- _Items from a dataset_
***

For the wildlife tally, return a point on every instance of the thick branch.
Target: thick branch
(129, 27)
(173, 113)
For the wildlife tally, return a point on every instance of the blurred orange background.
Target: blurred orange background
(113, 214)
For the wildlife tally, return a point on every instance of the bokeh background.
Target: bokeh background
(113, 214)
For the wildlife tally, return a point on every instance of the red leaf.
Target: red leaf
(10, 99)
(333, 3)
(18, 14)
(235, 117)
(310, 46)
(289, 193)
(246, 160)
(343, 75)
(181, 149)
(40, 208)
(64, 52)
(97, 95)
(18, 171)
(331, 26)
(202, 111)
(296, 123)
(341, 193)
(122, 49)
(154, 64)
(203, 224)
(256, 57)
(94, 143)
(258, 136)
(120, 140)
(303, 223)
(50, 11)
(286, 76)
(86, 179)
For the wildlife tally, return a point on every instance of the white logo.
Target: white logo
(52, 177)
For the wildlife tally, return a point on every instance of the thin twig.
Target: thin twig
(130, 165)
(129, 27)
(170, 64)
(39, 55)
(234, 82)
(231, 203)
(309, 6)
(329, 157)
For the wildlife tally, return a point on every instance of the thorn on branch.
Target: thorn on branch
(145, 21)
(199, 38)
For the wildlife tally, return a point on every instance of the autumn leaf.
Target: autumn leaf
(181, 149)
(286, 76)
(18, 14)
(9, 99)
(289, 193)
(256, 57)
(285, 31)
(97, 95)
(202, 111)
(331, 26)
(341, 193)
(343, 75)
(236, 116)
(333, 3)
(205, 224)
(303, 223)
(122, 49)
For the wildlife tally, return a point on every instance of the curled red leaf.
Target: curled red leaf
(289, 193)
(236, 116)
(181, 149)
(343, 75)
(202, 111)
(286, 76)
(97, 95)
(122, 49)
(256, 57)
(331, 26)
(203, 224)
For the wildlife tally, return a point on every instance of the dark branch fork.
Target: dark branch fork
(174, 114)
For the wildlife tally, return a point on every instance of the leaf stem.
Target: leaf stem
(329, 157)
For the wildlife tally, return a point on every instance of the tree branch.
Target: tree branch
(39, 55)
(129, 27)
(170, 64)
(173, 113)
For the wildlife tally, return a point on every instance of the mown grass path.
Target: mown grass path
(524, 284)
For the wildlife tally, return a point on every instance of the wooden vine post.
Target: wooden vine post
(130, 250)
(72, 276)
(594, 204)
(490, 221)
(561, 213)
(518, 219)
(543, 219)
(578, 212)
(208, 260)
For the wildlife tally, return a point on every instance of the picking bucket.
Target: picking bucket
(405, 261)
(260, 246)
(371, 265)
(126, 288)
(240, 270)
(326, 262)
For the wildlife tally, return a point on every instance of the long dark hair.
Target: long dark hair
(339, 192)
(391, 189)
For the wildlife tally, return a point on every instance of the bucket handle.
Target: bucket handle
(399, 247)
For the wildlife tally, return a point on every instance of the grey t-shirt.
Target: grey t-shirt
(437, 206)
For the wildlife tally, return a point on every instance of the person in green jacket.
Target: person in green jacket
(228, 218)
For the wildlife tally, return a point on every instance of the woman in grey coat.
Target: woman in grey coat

***

Copy out, exactly and alone, the lines of the entries above between the ones holding "the tree branch." and "in green jacket.", inclusive.

For the wildlife tally, return a point on every instance of the tree branch.
Target: tree branch
(39, 55)
(129, 27)
(170, 64)
(173, 113)
For the wildlife tally, return a point on every instance of the mown grass path.
Target: mown grass path
(524, 284)
For the wildlife tally, return a point on every instance of the wooden vine post.
Target: wooden vine post
(130, 250)
(72, 276)
(594, 204)
(490, 221)
(561, 213)
(518, 219)
(543, 219)
(578, 212)
(208, 260)
For the wildlife tally, return a point on every instance of the picking bucket.
Target: picking bucket
(405, 261)
(260, 246)
(371, 265)
(126, 288)
(240, 270)
(326, 262)
For the wildlife tally, return a point on every instance of the long dark hair.
Target: long dark hair
(339, 192)
(391, 189)
For the wildlife tally, return a point on every instance of the bucket handle.
Target: bucket handle
(399, 247)
For the wildlife tally, return a point on every instance of the grey t-shirt.
Target: grey t-shirt
(437, 206)
For the wildlife tally, return a point on every instance of the person in green jacket.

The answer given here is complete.